One of the observed issues under raid-tools is not looking at all the
devices' superblocks.  This would allow for out of order initialization.
Treating the devices as domino chips and stuffing them back in random
order and it working.

If I am wrong here, great.  Somebody please make the correction.

Cheers,

On Thu, 3 Oct 2002, Jakob Oestergaard wrote:

> On Thu, Oct 03, 2002 at 03:13:28PM +0200, Roy Sigurd Karlsbakk wrote:
> > > > I have used presistent superblocks, but md0,1,2,3 will be differently
> > > > ordered if I change the disk order... At least I think so. It surely
> > > > didn't work.
> > >
> > > No. md0 would stay md0.  This is another effect of using superblocks,
> > > and in fact this is also (ironically) more or less the only argument
> > > *against* using them   :)
> > >
> > > (Imagine inserting a disk which knows that it is disk 0 of md0 into some
> > > machine that already has a perfectly fine md0 running)
> > 
> > ok. so. theoretically - as long as the system finds all 16 drives, I should be 
> > able to shuffle them around and attach them to whichever controller there is? 
> > right?
> 
> It will not reattach your disks (you need to move cables to do that),
> but it will know "First disk of md0" from "Second disk of md0"
> regardless of whether those disks are /dev/hda or /dev/sdg.
> 
> You can shuffle your disks around as much as you please.  When the RAID
> code looks at your disks, it will read their superblocks and correctly
> make the first disk of md0 the first disk of md0, and so forth,
> regardless of the actual device name of the disk.
> 
> > 
> > ok.
> > 
> > now, I've replaced the faulty controller, and booting up. the new controller 
> > is also (like the old one) a CMD649...

+ + + + + + +

= Task requirements =
1 - Summarize the mailing-list exchange about RAID superblocks in two sentences.
2 - List every distinct device name written out in full in the mailing-list exchange about RAID superblocks.
3 - Answer these questions about the mailing-list exchange about RAID superblocks:
(a) How many drives does Roy Sigurd Karlsbakk expect the system to find?
(b) According to Jakob Oestergaard, what must be done to reattach the disks?
(c) What model is the new controller?
The lines that come next are not needed for any of this work.

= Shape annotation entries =
+ + + + + + +

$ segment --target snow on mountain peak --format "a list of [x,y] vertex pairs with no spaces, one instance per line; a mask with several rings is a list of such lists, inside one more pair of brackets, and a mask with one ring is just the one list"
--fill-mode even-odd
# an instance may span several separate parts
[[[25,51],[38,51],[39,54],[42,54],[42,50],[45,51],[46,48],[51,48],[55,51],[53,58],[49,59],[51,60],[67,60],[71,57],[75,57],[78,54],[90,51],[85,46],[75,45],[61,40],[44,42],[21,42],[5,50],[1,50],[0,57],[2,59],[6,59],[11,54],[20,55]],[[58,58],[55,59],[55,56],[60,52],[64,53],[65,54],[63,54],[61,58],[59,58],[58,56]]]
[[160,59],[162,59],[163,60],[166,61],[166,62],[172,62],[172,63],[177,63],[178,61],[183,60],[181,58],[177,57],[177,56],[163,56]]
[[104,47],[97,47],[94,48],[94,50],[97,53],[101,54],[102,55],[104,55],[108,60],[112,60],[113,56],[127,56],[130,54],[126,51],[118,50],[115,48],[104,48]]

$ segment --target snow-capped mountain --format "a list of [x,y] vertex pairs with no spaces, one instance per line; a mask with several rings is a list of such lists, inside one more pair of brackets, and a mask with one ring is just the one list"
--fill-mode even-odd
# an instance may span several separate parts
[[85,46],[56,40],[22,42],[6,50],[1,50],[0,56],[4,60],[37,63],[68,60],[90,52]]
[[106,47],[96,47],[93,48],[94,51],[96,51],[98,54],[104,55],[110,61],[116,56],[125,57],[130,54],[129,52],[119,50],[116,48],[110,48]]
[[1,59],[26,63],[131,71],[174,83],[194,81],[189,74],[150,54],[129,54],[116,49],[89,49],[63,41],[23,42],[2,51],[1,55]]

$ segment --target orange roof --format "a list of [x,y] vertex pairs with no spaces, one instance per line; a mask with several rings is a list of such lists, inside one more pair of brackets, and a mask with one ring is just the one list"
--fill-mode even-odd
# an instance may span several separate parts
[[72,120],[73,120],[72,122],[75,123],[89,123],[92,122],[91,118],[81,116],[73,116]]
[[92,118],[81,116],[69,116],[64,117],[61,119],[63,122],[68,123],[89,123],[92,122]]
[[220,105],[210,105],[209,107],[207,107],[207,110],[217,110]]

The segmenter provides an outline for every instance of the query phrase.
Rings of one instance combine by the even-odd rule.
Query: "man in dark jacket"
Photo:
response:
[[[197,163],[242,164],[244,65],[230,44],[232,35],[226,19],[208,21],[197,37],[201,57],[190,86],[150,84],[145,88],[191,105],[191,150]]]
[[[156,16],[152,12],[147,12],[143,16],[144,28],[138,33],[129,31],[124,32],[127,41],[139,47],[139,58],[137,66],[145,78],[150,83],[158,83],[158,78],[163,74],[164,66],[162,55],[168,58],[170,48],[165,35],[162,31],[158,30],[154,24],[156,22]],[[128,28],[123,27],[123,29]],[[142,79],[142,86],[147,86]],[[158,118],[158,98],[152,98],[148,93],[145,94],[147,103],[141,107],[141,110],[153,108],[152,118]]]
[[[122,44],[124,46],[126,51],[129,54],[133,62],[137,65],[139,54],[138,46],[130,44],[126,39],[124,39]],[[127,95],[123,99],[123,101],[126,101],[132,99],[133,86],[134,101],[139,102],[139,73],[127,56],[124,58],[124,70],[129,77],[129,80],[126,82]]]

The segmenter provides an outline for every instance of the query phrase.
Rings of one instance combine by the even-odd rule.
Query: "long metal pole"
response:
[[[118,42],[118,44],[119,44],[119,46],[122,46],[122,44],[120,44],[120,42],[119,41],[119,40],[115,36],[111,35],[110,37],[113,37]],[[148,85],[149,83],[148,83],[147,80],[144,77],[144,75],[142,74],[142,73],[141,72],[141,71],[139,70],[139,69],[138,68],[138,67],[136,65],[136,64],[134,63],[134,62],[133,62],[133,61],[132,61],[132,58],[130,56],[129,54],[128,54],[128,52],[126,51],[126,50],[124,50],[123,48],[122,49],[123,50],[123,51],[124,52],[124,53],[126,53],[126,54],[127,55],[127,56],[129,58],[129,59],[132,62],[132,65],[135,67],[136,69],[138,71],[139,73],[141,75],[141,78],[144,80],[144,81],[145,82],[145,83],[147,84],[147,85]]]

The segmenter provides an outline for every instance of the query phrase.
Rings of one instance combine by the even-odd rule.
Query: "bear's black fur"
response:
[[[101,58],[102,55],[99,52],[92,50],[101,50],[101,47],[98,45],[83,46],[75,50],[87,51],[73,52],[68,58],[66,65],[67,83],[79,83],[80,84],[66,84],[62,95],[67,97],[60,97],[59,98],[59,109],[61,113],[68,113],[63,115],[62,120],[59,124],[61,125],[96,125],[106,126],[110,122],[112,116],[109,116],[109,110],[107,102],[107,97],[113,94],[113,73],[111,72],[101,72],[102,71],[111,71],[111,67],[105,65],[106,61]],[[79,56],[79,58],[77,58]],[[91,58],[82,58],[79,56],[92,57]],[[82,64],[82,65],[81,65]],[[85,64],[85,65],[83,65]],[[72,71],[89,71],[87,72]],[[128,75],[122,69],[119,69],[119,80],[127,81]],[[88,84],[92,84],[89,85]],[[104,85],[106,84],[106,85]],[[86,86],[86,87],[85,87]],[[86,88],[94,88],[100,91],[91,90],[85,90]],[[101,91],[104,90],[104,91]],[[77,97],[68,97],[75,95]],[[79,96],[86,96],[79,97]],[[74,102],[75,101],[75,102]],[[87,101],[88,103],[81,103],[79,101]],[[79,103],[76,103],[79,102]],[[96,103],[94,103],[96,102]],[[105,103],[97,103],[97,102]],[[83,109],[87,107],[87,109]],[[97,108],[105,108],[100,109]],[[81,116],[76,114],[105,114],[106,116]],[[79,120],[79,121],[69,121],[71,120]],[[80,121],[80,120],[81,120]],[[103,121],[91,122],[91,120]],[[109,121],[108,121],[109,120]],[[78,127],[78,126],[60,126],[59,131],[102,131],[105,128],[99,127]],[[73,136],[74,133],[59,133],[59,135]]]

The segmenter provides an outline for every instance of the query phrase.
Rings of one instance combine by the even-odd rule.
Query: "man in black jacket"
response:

+ + + + + + +

= Solutions below =
1 - The opening writer says that one observed issue under raid-tools is not looking at all the devices' superblocks, which would allow out-of-order initialization, and invites a correction if that is wrong. In the quoted exchange, Jakob Oestergaard explains that with superblocks md0 stays md0 and the RAID code reads each disk's superblock to put it in its correct place regardless of its device name, and Roy Sigurd Karlsbakk then reports replacing a faulty controller with another CMD649.

2 -
md0
/dev/hda
/dev/sdg

3 -
(a) 16 drives.
(b) The cables must be moved.
(c) A CMD649.